■ WORK INSTRUCTIONS
A) Write out the part of the post about ARQ's ORDER BY and LIMIT handling between "Fortunately, in the" and "is possible. :-)", inclusive.
B) Extend the post about ARQ's ORDER BY and LIMIT handling, starting after its last sentence.
## START EXTRACT TO READ
Hi,
when someone submits a SPARQL query which contains an ORDER BY + LIMIT,
ARQ sorts the entire and then takes the first N, according to the specified
LIMIT.
If the ORDER BY operates over a large number of bindings, these sort of
queries can become a problem. We see ORDER BY queries with small LIMITs
and often enough no OFFSET specified.
Fortunately, in the ARQ algebra package there is already a OpTopN [1]
operator, which currently get executed as a sort followed by a slice,
see OpExecutor [2]:
protected QueryIterator execute(OpTopN opTop, QueryIterator input)
{
// XXX Do better; execute - OpTopN
QueryIterator qIter = executeOp(opTop.getSubOp(), input) ;
qIter = new QueryIterSort(qIter, opTop.getConditions(), execCxt) ;
qIter = new QueryIterSlice(qIter, 0, opTop.getLimit(), execCxt) ;
return qIter ;
}
The comment suggests something better is possible. :-)
## END EXTRACT TO READ
## START ITEMS
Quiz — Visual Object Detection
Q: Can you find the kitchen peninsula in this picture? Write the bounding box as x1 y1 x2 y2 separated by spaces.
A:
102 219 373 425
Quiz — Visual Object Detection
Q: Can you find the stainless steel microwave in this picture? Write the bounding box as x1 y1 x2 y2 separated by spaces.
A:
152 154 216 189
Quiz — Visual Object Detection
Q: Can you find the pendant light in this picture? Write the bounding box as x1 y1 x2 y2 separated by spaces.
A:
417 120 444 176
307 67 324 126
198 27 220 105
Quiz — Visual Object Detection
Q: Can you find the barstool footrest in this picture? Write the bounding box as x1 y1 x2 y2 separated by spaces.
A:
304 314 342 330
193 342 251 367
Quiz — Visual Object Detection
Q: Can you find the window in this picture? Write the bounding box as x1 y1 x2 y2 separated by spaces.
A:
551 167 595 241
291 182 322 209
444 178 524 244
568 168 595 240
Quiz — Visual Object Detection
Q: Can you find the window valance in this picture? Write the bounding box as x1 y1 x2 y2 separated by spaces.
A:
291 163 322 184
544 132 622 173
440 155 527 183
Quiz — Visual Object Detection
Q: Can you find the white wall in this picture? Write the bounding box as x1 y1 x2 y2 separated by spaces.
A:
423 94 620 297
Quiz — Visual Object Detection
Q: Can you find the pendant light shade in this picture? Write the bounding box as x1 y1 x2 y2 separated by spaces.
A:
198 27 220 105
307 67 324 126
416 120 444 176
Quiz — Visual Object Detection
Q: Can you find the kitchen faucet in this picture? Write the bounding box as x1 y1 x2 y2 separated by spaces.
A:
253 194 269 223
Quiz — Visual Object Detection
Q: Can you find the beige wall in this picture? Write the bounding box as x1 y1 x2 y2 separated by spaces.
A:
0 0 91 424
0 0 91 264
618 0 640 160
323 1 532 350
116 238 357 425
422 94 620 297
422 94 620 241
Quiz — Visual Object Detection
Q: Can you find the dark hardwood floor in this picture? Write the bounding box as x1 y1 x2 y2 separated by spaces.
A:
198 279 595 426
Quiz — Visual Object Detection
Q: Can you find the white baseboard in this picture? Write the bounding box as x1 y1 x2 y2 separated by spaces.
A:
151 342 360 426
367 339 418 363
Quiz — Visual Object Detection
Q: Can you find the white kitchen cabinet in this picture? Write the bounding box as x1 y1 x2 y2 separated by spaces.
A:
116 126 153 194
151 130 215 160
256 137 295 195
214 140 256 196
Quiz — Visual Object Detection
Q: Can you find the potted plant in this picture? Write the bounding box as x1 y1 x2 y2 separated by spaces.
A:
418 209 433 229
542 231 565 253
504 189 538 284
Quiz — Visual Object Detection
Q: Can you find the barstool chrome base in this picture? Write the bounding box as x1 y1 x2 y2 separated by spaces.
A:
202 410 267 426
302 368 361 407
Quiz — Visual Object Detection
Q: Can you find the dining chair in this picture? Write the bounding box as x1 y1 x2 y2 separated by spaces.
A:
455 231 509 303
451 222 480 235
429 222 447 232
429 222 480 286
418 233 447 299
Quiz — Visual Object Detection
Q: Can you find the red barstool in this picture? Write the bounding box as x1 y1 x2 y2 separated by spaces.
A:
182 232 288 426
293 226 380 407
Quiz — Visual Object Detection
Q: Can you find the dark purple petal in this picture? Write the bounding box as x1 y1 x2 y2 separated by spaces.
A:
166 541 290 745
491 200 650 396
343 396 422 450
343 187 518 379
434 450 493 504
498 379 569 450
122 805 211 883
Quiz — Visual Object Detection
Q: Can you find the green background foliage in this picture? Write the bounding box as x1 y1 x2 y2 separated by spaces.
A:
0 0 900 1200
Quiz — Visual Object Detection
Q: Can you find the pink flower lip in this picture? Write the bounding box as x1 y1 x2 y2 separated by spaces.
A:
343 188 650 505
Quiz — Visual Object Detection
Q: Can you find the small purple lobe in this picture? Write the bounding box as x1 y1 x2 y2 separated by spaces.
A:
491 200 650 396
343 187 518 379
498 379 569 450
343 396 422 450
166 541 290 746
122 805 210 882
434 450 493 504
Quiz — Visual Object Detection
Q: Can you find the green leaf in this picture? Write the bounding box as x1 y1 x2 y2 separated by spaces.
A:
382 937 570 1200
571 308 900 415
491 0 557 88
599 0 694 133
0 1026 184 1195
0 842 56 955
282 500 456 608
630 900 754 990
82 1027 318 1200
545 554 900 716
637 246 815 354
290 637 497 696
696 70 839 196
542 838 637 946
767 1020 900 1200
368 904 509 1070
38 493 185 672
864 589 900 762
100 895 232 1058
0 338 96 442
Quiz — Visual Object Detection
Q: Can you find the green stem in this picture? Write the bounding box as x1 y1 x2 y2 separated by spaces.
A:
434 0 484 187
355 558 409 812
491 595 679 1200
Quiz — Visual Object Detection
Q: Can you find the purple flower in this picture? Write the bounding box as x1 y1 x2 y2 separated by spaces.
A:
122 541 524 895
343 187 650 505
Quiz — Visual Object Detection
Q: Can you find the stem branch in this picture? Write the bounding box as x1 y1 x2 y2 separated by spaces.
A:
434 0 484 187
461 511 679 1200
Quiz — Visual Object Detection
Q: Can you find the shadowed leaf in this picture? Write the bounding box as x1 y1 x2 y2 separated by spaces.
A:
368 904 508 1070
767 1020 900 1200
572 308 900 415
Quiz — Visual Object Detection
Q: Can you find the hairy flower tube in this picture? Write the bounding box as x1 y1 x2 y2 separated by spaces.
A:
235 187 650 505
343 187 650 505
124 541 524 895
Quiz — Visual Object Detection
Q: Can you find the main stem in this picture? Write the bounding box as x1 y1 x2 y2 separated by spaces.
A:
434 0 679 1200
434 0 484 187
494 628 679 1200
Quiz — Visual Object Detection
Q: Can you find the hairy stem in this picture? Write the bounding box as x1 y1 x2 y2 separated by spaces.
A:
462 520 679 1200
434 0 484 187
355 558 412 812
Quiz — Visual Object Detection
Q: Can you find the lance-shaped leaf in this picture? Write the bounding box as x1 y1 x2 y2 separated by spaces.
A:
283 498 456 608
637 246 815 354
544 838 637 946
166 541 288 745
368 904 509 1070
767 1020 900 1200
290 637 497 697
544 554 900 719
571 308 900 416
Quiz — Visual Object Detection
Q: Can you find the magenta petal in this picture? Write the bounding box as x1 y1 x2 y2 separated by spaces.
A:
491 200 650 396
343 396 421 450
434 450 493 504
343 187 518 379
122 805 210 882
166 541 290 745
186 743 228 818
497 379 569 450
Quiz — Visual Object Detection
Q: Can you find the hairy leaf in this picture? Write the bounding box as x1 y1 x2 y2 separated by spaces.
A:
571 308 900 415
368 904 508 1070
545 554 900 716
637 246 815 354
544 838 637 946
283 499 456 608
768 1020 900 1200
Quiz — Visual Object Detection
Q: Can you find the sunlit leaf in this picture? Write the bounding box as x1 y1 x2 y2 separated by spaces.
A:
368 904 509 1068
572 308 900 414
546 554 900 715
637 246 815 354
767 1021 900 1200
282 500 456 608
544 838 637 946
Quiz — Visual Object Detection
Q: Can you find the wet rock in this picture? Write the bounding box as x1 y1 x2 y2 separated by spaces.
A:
## END ITEMS
■ RESULTS OF THE EXERCISE
A)
Fortunately, in the ARQ algebra package there is already a OpTopN [1]
operator, which currently get executed as a sort followed by a slice,
see OpExecutor [2]:
protected QueryIterator execute(OpTopN opTop, QueryIterator input)
{
// XXX Do better; execute - OpTopN
QueryIterator qIter = executeOp(opTop.getSubOp(), input) ;
qIter = new QueryIterSort(qIter, opTop.getConditions(), execCxt) ;
qIter = new QueryIterSlice(qIter, 0, opTop.getLimit(), execCxt) ;
return qIter ;
}
The comment suggests something better is possible. :-)

B)
We could avoid the sort, perhaps using a heap [3] and, in Java, a
PriorityQueue [4,5]. We would need to add a QueryIterTopN and use it
instead of the QueryIterSort + QueryIterSlice.
"It is a common misconception that a priority queue is a heap.
A priority queue is an abstract concept like "a list" or "a map";
just as a list can be implemented with a linked list or an array,
a priority queue can be implemented with a heap or a variety of
other methods." [4]
But
A Java PriorityQueue is "an unbounded priority queue based on a
priority heap." [5]
The other thing to do is to spot an ORDER BY + LIMIT (with a sufficiently
small LIMIT?) and use the OpTopN instead of the OpOrder and OpSlice.
This would need to be done in a new TransformOrderByLimit or TransformTopN
transformation to be used by Optimize.java (in which position?).
Does this seem a reasonable thing to do and a reasonable way to do it?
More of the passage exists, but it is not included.